▶ [Source passage]:
□ □ □

Eliza, last summer I watched many superb mature oaks cut down at the Tobin School, despite a large protest before the event at City Hall, and according to Mike Nakagawa (see above) dozens of mature shade trees have been cut down around the new construction at the Jefferson Park housing project despite the complaints of the residents who will now have to live without shade in our horrible new heat waves, and without their beauty. Developers refer to trees as “weeds”—trying to work around them takes more time and time = $$. The previous city managers have put up no resistance. The two councilors who attended this event have supported developers and destructive development. They no doubt have reasons. But I grew up in a beautiful town, rich in history and culture, wetlands and woods and civic engagement, destroyed by development—and far more unequal now than in its former days—so I look on most developers as heartless greed monsters!
Isobel, Thank you for your considered and perceptive comment. I agree wholeheartedly. It’s too bad that the city councillors who claim to be so concerned about the environment didn’t intercede before it was too late. Just a lot of blah, blah. Well, my cynicism can hardedly get any deeper.
Isobel: I have known Councilor Carlone for a long time. He is very pro-tree and not pr0-development. You should provide evidence before you make accuse a councilor. To me, one problem is that the city does not have enough staff enforcing the tree ordinance. Also, the ordinance allows a property owner to cut down a tree if they either replace it or pay a substantial fee. That is what happened at the Tobin School- the cut trees will be replaced with more trees, but it will take some years until the canopy is as big as it was before they were destroyed.
agree with Lee. Councilor Carlone has been a steady proponent of trees and careful development with good design and planning. But the city seems to ignore those points. Quinton used to be the tree guy. Now he is more pro-development.

□ □ □

▶ [Dataset extract]:
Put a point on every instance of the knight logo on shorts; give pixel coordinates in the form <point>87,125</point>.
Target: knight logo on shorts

□ □ □

▶ [Goal]:
Please answer from the comments about tree cutting: under the city's tree ordinance, when may a property owner cut down a tree?

▶ [Solved problem]:
When the owner either replaces the tree or pays a substantial fee.